Saved entries:
_ _ _ _

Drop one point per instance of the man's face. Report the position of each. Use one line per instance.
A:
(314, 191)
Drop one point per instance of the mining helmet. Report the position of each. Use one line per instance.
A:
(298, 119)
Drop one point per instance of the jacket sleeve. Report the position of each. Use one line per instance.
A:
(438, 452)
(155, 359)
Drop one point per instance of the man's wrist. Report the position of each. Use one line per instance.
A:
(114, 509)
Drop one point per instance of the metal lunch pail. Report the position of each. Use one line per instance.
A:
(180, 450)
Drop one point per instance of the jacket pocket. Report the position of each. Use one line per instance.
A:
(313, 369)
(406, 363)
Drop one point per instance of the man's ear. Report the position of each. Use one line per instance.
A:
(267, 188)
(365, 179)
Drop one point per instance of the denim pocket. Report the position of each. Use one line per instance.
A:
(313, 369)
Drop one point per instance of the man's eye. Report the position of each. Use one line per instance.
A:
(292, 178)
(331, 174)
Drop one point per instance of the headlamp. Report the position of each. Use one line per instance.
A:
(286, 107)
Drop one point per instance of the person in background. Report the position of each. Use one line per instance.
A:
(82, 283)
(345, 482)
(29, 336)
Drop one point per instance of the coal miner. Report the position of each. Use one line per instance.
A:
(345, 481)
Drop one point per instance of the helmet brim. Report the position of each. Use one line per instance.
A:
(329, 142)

_ _ _ _

* [DESCRIPTION OF THE TASK] Your answer should be every line above that contains the word "pocket".

* [SOLVED EXERCISE]
Drop one point per instance of the jacket pocket. Report the position of each. Use one line per instance.
Drop one point per instance of the denim pocket. Report the position of each. Use one line per instance.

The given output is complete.